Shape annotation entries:
┄┄┄┄┄┄┄┄┄┄┄┄┄┄┄┄┄┄┄┄

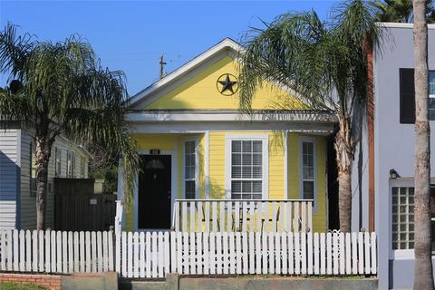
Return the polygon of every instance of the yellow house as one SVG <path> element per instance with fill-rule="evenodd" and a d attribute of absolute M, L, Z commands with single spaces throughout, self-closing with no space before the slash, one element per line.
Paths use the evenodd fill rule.
<path fill-rule="evenodd" d="M 284 214 L 289 200 L 292 212 L 302 212 L 296 201 L 307 202 L 303 218 L 310 220 L 309 230 L 327 229 L 326 136 L 335 119 L 266 82 L 253 100 L 254 113 L 240 114 L 242 51 L 224 39 L 130 100 L 127 121 L 140 146 L 142 172 L 123 218 L 125 230 L 169 229 L 179 212 L 192 210 L 187 222 L 197 229 L 225 224 L 239 229 L 242 216 L 262 228 L 285 227 L 294 222 L 286 223 Z M 236 200 L 244 203 L 235 206 Z M 261 213 L 270 219 L 249 213 L 272 200 Z"/>

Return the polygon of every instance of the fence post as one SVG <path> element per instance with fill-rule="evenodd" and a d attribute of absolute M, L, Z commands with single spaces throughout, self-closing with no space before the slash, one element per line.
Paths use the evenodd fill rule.
<path fill-rule="evenodd" d="M 116 200 L 116 216 L 115 216 L 115 271 L 121 275 L 121 233 L 122 229 L 123 207 L 121 200 Z M 124 253 L 125 255 L 125 253 Z"/>

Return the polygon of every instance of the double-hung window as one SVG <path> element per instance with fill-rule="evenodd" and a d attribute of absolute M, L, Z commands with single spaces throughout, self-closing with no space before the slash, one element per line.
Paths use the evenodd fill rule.
<path fill-rule="evenodd" d="M 73 151 L 67 151 L 66 154 L 66 177 L 72 179 L 75 169 L 75 156 Z"/>
<path fill-rule="evenodd" d="M 196 142 L 184 143 L 184 198 L 197 198 L 197 154 Z"/>
<path fill-rule="evenodd" d="M 231 199 L 262 199 L 267 188 L 267 139 L 230 139 L 227 190 Z"/>
<path fill-rule="evenodd" d="M 315 192 L 315 144 L 312 140 L 302 140 L 300 143 L 302 160 L 301 169 L 301 198 L 314 199 Z"/>
<path fill-rule="evenodd" d="M 393 250 L 414 248 L 414 188 L 392 187 L 392 243 Z M 430 217 L 432 252 L 435 250 L 435 186 L 430 186 Z"/>
<path fill-rule="evenodd" d="M 415 121 L 414 69 L 399 70 L 400 75 L 400 122 Z M 429 72 L 429 120 L 435 121 L 435 71 Z"/>

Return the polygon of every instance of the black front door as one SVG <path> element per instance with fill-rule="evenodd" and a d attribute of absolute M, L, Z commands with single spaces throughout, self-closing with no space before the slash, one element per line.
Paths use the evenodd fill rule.
<path fill-rule="evenodd" d="M 170 227 L 170 155 L 142 155 L 139 176 L 139 228 Z"/>

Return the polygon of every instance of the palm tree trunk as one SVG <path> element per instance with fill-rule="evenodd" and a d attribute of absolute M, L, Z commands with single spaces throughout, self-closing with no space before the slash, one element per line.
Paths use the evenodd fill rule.
<path fill-rule="evenodd" d="M 426 1 L 414 0 L 415 268 L 414 289 L 434 289 L 430 248 L 430 127 Z"/>
<path fill-rule="evenodd" d="M 340 231 L 347 233 L 352 227 L 352 165 L 353 144 L 350 118 L 339 117 L 340 130 L 335 136 L 335 151 L 338 168 L 338 211 Z"/>
<path fill-rule="evenodd" d="M 45 229 L 48 163 L 52 152 L 51 141 L 47 137 L 35 138 L 36 155 L 36 229 Z"/>

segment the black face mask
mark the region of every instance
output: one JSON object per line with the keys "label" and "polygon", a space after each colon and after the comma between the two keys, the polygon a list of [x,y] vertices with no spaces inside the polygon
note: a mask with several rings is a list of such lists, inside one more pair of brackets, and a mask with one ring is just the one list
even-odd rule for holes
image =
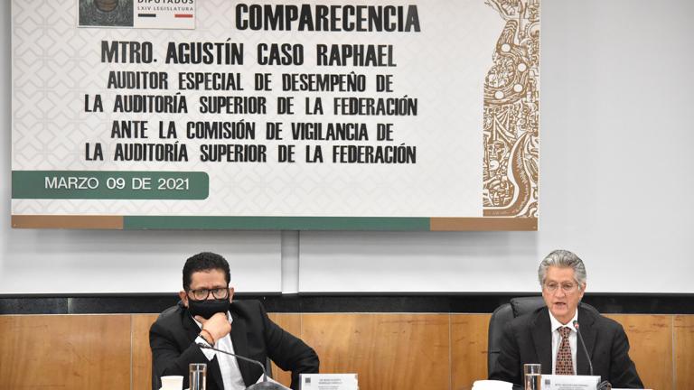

┄┄┄┄┄┄┄┄┄┄┄┄┄┄┄┄┄┄┄┄

Work required> Rewrite the material from the line containing "Return the polygon of every instance of the black" through the end of the material, including the requests, scaling every polygon coordinate in the answers by 0.25 and rounding each result to the nearest whole number, with halves rounded up. Omit the pictures.

Full answer>
Return the polygon of every instance of the black front door as one SVG <path> element per instance with fill-rule="evenodd" and a d attribute of absolute M, L, Z commands with single spaces throughout, self-closing with no space before the slash, one element per line.
Paths use the evenodd fill rule.
<path fill-rule="evenodd" d="M 43 57 L 43 39 L 36 39 L 35 44 L 35 57 Z"/>

Return the polygon of every instance of the palm tree trunk as one SVG <path> element per instance with fill-rule="evenodd" and a d attribute of absolute M, L, Z commands with single spaces throughout, self-closing with no space before the slash, one element per line.
Paths use the evenodd fill rule.
<path fill-rule="evenodd" d="M 107 0 L 104 0 L 104 67 L 104 72 L 109 72 L 108 62 L 108 32 Z"/>
<path fill-rule="evenodd" d="M 85 58 L 87 58 L 88 57 L 88 41 L 88 36 L 88 30 L 85 29 L 85 33 L 84 34 L 84 38 L 85 42 L 85 53 Z"/>
<path fill-rule="evenodd" d="M 11 57 L 12 41 L 13 38 L 13 35 L 12 34 L 9 35 L 9 39 L 9 57 Z"/>

segment the black face mask
mark the region of every instance
output: one JSON object per line with the keys "label" and "polygon", a space after each colon and after the comma between the two keys, the polygon a list of [x,y] vertices with no spaces inside the polygon
note: a mask with several rings is a list of such lists, inside one more pair of brackets, and a mask with one ring is just the one list
even-odd rule for holes
image =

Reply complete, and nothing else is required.